Consigne: D'après le passage sur la mélancolie de l'histoire, pourquoi l'impression de ne pas exister aux yeux des pouvoirs et de ne pouvoir compter sur soi-même est-elle redoutable ? Répondez en une à trois phrases.

Extrait du texte:

□ □ □

Allons cependant plus loin encore pour prendre la mesure de l’échappée, à laquelle on donnera dans les réflexions qui suivent le nom de « résistance » ! Le risque de la mélancolie est double. Il est, tout d’abord, de s’imaginer à tel point dépendre d’un jeu de forces et de pouvoirs déterminant les conditions ordinaires (et extraordinaires) de l’existence qu’on finit, presque à son insu, par laisser, de guerre lasse, sa vie tomber hors de soi. Dépossédé, ballotté par les vents de l’histoire, économique, sociale, politique, nationale et universelle, comme un fétu de paille, c’est au sentiment de sa propre inexistence que l’on est exposé : l’impression de devoir subir en permanence un état de fait, un état des choses, l’état du monde, sans que rien ne puisse s’y opposer et par conséquent de ne compter pour rien. Le mur auquel il est à craindre alors qu’on finisse par se heurter est celui de sa propre déconsidération, cette mésestime de soi qui est précisément le creuset de ce qu’on appelle « inexistence ». Cette impression de ne pas exister aux yeux des pouvoirs et des autorités et de ne pouvoir davantage compter sur soi-même pour infléchir le cours de sa vie est redoutable, parce qu’elle creuse un vide insupportable… et parce qu’il n’est rien de plus facile que d’en instrumentaliser la souffrance. Voilà le second risque : la mélancolie de l’histoire est un fonds exploitable à la merci de forces, politiques et religieuses, qui n’attendent qu’une occasion pour s’en emparer : intégrismes, fanatismes, populismes vindicatifs de tous ordres qui ne reculent devant rien – et certainement pas devant la violence – pour promettre à ceux que leur rhétorique captive emprisonne de redonner un sens à leur vie.

□ □ □

Données fournies:

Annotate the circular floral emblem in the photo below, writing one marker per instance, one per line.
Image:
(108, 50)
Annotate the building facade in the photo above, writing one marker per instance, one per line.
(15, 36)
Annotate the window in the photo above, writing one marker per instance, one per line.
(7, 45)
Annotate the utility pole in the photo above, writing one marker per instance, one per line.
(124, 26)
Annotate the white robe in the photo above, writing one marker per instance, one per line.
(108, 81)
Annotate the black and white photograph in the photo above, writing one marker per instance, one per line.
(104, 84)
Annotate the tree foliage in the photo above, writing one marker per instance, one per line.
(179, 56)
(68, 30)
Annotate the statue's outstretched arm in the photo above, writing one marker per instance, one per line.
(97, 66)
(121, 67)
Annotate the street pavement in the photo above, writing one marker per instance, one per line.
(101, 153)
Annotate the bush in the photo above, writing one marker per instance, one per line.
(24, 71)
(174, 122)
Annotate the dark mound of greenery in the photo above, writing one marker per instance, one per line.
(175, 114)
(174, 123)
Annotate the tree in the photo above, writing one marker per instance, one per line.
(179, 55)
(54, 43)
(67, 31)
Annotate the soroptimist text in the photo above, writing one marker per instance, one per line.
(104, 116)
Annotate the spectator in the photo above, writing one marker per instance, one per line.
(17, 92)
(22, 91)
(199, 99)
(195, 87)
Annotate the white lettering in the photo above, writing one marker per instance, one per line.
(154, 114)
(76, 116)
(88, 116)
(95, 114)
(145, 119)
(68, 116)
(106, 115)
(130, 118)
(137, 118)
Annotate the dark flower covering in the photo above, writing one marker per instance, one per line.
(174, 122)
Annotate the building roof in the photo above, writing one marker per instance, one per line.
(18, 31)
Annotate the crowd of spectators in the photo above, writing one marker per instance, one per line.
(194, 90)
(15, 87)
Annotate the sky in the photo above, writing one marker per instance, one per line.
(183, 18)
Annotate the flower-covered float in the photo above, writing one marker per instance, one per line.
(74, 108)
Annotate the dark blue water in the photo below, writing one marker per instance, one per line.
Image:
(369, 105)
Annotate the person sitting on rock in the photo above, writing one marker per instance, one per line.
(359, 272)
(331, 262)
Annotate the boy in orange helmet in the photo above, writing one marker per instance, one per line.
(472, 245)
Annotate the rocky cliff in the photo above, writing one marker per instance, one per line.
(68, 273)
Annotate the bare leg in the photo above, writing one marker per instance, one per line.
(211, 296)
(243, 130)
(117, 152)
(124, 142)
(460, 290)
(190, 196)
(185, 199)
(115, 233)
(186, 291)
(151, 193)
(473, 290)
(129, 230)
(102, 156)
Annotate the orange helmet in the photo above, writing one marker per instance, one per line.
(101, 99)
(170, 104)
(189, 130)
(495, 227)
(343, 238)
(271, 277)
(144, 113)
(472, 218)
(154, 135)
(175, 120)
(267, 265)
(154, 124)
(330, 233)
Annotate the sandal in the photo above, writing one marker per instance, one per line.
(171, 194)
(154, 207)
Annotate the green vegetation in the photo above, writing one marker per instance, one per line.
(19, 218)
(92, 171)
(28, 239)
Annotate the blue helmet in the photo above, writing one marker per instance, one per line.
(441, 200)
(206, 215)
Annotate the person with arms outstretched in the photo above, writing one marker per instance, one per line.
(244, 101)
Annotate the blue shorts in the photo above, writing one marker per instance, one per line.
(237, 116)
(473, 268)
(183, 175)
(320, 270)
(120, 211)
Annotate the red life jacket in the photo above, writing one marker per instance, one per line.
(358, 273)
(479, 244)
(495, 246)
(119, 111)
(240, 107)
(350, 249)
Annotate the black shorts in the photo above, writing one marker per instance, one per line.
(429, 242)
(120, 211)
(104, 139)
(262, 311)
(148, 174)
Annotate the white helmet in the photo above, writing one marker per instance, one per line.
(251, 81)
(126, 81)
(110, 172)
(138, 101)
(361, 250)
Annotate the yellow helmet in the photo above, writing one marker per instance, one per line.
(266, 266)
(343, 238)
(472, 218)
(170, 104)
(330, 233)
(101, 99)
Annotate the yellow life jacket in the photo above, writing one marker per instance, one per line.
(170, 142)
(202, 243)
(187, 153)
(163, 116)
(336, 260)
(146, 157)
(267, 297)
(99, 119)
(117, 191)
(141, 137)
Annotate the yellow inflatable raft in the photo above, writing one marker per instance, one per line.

□ □ □

Réponse finale: Elle est redoutable parce qu'elle creuse un vide insupportable, et parce que rien n'est plus facile que d'en instrumentaliser la souffrance. C'est là le second risque : des forces politiques et religieuses (intégrismes, fanatismes, populismes vindicatifs) peuvent s'emparer de cette mélancolie en promettant de redonner un sens à la vie de ceux que leur rhétorique captive.